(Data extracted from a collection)

------

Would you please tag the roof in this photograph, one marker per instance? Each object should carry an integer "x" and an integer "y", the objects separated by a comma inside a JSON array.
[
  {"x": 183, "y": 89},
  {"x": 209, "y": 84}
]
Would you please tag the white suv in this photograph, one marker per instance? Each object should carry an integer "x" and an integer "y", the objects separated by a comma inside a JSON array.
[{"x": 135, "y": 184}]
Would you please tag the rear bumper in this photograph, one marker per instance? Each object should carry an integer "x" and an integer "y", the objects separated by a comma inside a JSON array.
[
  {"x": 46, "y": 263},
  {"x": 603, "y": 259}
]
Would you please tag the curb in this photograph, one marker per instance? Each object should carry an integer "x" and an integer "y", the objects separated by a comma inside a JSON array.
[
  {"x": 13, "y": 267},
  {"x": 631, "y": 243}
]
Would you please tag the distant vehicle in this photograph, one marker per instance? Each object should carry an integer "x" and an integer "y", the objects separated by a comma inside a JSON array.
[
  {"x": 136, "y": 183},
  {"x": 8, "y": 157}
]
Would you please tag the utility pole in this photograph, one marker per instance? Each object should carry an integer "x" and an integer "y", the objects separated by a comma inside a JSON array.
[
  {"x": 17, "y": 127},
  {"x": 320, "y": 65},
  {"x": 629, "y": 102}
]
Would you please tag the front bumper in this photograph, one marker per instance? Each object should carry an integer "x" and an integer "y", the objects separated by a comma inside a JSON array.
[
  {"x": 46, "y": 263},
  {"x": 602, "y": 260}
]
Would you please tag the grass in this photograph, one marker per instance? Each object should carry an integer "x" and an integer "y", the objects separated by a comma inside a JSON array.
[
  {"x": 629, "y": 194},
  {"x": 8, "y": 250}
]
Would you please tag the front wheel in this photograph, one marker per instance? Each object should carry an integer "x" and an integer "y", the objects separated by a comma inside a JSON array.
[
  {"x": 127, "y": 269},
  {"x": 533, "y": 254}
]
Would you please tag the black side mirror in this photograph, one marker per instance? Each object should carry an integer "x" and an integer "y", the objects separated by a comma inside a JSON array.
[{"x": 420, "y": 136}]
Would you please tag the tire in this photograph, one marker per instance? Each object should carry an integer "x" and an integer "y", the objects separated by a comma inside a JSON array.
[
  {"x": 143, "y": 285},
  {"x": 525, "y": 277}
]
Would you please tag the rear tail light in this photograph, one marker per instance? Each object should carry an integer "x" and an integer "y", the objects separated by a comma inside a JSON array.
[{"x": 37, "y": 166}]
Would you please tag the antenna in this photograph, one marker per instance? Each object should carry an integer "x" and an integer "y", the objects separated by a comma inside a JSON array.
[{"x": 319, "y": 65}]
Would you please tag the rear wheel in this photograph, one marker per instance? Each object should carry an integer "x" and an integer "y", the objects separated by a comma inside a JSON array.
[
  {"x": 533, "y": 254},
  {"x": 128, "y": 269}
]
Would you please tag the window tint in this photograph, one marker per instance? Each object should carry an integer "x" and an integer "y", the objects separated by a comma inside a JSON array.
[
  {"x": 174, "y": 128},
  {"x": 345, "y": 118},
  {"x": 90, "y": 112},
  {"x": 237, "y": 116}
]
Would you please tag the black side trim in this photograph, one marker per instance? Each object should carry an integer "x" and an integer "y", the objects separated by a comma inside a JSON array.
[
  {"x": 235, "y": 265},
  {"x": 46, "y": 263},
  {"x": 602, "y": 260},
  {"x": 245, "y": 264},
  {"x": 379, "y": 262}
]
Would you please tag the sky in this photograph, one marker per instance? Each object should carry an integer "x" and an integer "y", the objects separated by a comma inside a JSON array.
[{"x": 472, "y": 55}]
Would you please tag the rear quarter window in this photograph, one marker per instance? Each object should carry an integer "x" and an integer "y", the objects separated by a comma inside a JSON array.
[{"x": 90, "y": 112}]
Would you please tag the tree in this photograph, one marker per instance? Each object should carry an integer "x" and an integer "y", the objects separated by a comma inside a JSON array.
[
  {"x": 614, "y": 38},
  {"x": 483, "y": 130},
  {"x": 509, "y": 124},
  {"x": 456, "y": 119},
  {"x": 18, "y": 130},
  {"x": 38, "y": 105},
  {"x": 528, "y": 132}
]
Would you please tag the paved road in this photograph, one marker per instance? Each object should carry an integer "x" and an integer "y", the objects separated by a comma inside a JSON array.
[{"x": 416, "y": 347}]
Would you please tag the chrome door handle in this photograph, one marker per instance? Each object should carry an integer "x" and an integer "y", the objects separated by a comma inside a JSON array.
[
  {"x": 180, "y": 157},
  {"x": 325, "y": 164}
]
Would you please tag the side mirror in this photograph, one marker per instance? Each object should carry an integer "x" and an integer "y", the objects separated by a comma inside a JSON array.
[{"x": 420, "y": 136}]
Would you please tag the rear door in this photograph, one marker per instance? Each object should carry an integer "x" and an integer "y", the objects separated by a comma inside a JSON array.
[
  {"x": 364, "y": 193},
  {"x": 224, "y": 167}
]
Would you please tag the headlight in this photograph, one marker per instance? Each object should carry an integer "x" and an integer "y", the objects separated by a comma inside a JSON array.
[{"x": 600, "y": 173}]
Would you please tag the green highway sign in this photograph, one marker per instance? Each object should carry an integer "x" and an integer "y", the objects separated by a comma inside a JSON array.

------

▶ [Exercise instructions]: Write out the lines above exactly, but only from the one containing "Would you please tag the side" through the last one.

▶ [Finished task]:
Would you please tag the side mirror in this photograph, one marker per instance? Each object should carry an integer "x" and an integer "y", the objects separated by a comma inside a JSON array.
[{"x": 420, "y": 136}]
Would you please tag the rear door in this photograph, one marker per instance? Each object should carry an integer "x" and an integer "y", the objects separated by a comma inside a JSON array.
[
  {"x": 364, "y": 193},
  {"x": 224, "y": 167}
]
Would you please tag the headlight in this photograph, one marker per instance? Each object should carry an integer "x" and an integer "y", the objects separated by a comma inside a JSON array.
[{"x": 600, "y": 173}]
Would you please tag the green highway sign in this photograph, one marker per instance? Each object should carry an integer "x" and an integer "y", the objects separated by a comma inside a JSON array.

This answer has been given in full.